=== Begin Enclosure ===

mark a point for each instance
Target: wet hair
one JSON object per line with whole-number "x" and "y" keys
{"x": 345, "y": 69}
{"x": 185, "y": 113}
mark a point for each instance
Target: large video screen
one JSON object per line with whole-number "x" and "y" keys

=== End Enclosure ===

**What you are asked to do**
Above are the records; copy all of them exactly.

**Exercise result**
mark a point for each instance
Target: wet hair
one JSON object per line with whole-number "x" and "y" keys
{"x": 345, "y": 69}
{"x": 185, "y": 113}
mark a point for each instance
Target: large video screen
one JSON object per line with whole-number "x" and "y" keys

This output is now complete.